*** Opening of Records provided ***

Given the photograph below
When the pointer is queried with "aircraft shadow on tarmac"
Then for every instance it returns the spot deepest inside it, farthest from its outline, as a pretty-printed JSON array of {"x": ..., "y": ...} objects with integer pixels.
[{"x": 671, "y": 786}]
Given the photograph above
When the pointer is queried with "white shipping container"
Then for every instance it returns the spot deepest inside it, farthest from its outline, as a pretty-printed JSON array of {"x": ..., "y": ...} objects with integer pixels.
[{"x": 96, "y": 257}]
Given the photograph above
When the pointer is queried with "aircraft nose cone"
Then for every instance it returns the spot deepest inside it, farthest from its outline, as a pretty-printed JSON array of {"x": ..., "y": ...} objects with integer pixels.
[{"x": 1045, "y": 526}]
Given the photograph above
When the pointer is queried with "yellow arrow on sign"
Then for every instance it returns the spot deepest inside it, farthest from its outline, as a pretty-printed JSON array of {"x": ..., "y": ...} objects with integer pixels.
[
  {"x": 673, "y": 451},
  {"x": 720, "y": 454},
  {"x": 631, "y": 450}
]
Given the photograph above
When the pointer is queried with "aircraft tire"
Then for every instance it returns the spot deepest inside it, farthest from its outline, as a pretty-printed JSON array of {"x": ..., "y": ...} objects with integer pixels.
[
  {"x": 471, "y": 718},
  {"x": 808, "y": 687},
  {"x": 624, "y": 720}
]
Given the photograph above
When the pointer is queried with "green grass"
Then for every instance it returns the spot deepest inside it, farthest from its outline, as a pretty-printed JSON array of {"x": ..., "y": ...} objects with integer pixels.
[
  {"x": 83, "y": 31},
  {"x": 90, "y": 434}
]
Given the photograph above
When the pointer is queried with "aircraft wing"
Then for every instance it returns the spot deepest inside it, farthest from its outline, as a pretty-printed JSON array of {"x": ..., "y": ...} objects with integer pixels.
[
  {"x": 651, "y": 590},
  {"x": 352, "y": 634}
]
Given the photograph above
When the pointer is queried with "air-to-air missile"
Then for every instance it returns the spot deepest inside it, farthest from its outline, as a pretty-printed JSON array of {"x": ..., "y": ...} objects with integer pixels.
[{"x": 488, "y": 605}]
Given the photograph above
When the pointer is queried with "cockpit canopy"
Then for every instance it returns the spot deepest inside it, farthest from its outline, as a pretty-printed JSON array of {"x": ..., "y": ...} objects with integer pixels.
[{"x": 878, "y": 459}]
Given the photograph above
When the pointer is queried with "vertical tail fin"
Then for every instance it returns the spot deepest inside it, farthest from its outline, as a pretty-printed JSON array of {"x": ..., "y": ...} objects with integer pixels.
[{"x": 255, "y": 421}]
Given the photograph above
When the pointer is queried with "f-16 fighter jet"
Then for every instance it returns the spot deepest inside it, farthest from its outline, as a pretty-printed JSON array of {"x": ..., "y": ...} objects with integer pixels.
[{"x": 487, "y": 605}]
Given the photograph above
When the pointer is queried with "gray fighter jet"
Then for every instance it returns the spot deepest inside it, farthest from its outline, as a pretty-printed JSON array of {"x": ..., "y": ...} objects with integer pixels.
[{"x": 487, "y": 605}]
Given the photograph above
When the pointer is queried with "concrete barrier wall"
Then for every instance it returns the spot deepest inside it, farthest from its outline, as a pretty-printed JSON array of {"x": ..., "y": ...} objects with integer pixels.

*** Close of Records provided ***

## Exercise details
Could every entry above be printed again, word for word?

## Output of the task
Given the photograph below
When the pointer is queried with "aircraft shadow on tarmac"
Then for every instance it returns the spot deepest inside it, farthest from its outline, as a pretty-printed JSON array of {"x": ..., "y": ...} objects with integer pixels.
[{"x": 671, "y": 786}]
Given the photograph above
When the pointer is queried with "white shipping container"
Then for every instance it returns the spot deepest inside it, farthest from its outline, as a pretty-printed JSON array of {"x": ..., "y": ...} objects with integer pixels.
[{"x": 96, "y": 257}]
Given the photograph above
When the pointer is queried with "aircraft nose cone"
Then for every instance it returns the spot deepest inside it, farthest from its outline, as a pretty-printed JSON array of {"x": ..., "y": ...} objects with integer pixels.
[{"x": 1045, "y": 526}]
Given the photograph above
When the pointer is queried with "yellow arrow on sign"
Then for every instance it returns the spot deepest inside it, farthest from its outline, as a pretty-printed JSON array of {"x": ..., "y": ...} objects with integer pixels.
[
  {"x": 673, "y": 451},
  {"x": 720, "y": 454},
  {"x": 631, "y": 450}
]
Given the photograph above
When the pointer is queried with "aircraft tire"
Then for every instance it returns the spot deepest inside it, farthest from its outline, as a pretty-printed JSON array of {"x": ..., "y": ...} objects with integer pixels.
[
  {"x": 471, "y": 718},
  {"x": 808, "y": 687},
  {"x": 624, "y": 720}
]
Given the photograph above
When the pointer is queried with "green grass"
Then for every instance it returns the spot deepest inside it, farthest from its outline, as a pretty-printed JSON array of {"x": ..., "y": ...} objects with integer pixels.
[
  {"x": 83, "y": 31},
  {"x": 90, "y": 434}
]
Given the photograph above
When the pointer is queried with "aircraft wing"
Then for every instance it returns the spot deepest inside it, farthest from its outline, as a pretty-printed JSON array of {"x": ..., "y": ...} objects with integer pixels.
[
  {"x": 651, "y": 590},
  {"x": 352, "y": 634}
]
Given the photograph above
When the pointer is queried with "air-to-air missile"
Then for every instance it returns the spot deepest inside it, farthest from its outline, as a pretty-printed JSON array of {"x": ..., "y": ...} objects with integer pixels.
[{"x": 488, "y": 605}]
Given the photograph above
When the pointer is queried with "cockpit canopy"
Then for every instance it returns the spot deepest inside it, farthest from its outline, as a pretty-printed JSON array of {"x": ..., "y": ...} objects with integer pixels.
[{"x": 878, "y": 459}]
Given the photograph above
When the pointer is queried with "vertical tail fin"
Then for every instance it returns the spot deepest inside it, farthest from its outline, as a pretty-printed JSON array of {"x": ..., "y": ...} objects with integer pixels.
[{"x": 255, "y": 421}]
Given the photograph above
When the pointer is queried with "f-16 fighter jet"
Then for every instance it returns the spot deepest inside it, farthest from its outline, as a pretty-printed JSON array of {"x": ..., "y": ...} objects with integer pixels.
[{"x": 487, "y": 605}]
Given the photograph above
When the pointer is queried with "gray fighter jet"
Then for every instance it returns the spot deepest inside it, farthest from its outline, as a pretty-printed JSON array of {"x": ..., "y": ...} objects with integer pixels.
[{"x": 487, "y": 605}]
Given the photograph above
When the pointer is queried with "concrete barrier wall"
Then for every instance it returns the spot deepest inside it, farthest from its outline, as a pretty-printed JSON array of {"x": ..., "y": ...} objects with integer pixels.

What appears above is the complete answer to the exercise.